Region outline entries
__________________________________________________
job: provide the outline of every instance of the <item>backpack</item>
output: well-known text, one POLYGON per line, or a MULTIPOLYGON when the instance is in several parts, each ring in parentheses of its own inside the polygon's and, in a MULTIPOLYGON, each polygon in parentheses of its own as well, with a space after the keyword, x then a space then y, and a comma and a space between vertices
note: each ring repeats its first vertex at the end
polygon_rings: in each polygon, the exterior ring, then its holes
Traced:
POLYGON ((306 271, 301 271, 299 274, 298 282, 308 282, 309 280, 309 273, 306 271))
__________________________________________________
(Set problem) Retype every line of the records above without changing anything.

(Complete output)
job: provide the outline of every instance of the <item>backpack</item>
output: well-known text, one POLYGON per line, or a MULTIPOLYGON when the instance is in several parts, each ring in parentheses of its own inside the polygon's and, in a MULTIPOLYGON, each polygon in parentheses of its own as well, with a space after the keyword, x then a space then y, and a comma and a space between vertices
note: each ring repeats its first vertex at the end
polygon_rings: in each polygon, the exterior ring, then its holes
Traced:
POLYGON ((306 271, 301 271, 299 274, 298 282, 308 282, 309 280, 309 273, 306 271))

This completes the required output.